** Source records follows **

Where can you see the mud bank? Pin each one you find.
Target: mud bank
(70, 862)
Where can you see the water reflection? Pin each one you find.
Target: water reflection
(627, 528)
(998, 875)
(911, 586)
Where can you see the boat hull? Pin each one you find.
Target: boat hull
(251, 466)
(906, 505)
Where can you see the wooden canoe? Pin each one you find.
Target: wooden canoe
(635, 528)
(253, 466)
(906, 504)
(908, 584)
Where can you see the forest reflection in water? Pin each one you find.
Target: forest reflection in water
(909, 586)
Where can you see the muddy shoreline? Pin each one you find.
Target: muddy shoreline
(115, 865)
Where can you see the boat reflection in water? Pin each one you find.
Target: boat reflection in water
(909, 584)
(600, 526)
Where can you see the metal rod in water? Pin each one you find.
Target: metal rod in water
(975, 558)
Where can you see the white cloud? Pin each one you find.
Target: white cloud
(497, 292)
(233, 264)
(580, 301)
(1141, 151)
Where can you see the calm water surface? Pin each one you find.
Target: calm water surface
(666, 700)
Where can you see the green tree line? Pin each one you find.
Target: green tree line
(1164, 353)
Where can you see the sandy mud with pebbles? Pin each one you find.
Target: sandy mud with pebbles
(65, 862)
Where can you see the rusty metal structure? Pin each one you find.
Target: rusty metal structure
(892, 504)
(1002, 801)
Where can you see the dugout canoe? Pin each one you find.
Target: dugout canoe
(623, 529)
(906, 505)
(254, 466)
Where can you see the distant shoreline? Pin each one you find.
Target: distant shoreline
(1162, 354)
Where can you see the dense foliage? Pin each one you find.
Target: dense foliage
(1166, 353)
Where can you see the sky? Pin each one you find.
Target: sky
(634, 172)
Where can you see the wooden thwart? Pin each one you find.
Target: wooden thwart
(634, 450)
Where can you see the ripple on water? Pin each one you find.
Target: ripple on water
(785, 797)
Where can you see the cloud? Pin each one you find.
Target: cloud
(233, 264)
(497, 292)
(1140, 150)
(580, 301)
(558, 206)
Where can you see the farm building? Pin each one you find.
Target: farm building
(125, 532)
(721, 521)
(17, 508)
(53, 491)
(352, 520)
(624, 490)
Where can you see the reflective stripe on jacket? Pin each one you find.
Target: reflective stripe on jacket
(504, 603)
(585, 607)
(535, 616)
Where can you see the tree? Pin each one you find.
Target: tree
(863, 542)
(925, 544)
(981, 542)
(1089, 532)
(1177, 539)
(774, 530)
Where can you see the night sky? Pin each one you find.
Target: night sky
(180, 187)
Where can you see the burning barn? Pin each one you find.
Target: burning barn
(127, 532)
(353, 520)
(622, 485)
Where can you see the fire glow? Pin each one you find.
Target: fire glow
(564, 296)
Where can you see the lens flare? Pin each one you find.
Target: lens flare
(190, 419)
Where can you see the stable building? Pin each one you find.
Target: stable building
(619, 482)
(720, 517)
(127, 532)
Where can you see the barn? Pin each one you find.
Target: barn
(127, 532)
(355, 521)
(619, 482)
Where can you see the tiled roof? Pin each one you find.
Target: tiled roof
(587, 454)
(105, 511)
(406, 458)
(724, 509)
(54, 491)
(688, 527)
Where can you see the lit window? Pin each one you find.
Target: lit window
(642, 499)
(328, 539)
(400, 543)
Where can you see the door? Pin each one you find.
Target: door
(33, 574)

** End of Source records **

Goal of the exercise: Leave out every line ahead of the one containing "Target: sky" and print the rest of the listing exactly.

Task solution:
Target: sky
(634, 172)
Where can you see the wooden thwart? Pin each one you find.
Target: wooden thwart
(634, 450)
Where can you see the ripple on water? Pin each one you find.
Target: ripple on water
(785, 797)
Where can you see the cloud? Pin each one you find.
Target: cloud
(233, 264)
(497, 292)
(1140, 150)
(580, 301)
(558, 206)
Where can you see the farm building? Pin each one you find.
Target: farm building
(125, 532)
(721, 521)
(17, 508)
(53, 491)
(352, 520)
(624, 490)
Where can you see the reflective stripe on jacket? Pin each one you find.
Target: reflective stripe on jacket
(504, 603)
(585, 607)
(535, 616)
Where can you see the tree? Pin each one you find.
Target: tree
(863, 542)
(925, 544)
(981, 542)
(1089, 532)
(1177, 539)
(774, 530)
Where can you see the night sky? Pin each one you find.
Target: night sky
(180, 187)
Where can you see the burning barn? Pin each one you find.
Target: burning barn
(127, 532)
(353, 520)
(622, 485)
Where can you see the fire glow? Pin each one you find.
Target: fire glow
(564, 296)
Where can you see the lens flare? Pin each one you find.
Target: lens flare
(190, 419)
Where can you see the stable building? Pin each one you find.
Target: stable building
(619, 482)
(720, 517)
(127, 532)
Where can you see the barn? Pin each one you find.
Target: barn
(127, 532)
(355, 521)
(619, 482)
Where can you see the tiled roof? Pin each one you find.
Target: tiled roof
(587, 454)
(105, 511)
(406, 458)
(724, 509)
(54, 491)
(688, 527)
Where can you see the lit window? Pin each one you find.
Target: lit window
(642, 499)
(328, 539)
(400, 543)
Where can you see the door? Pin each one you find.
Target: door
(33, 574)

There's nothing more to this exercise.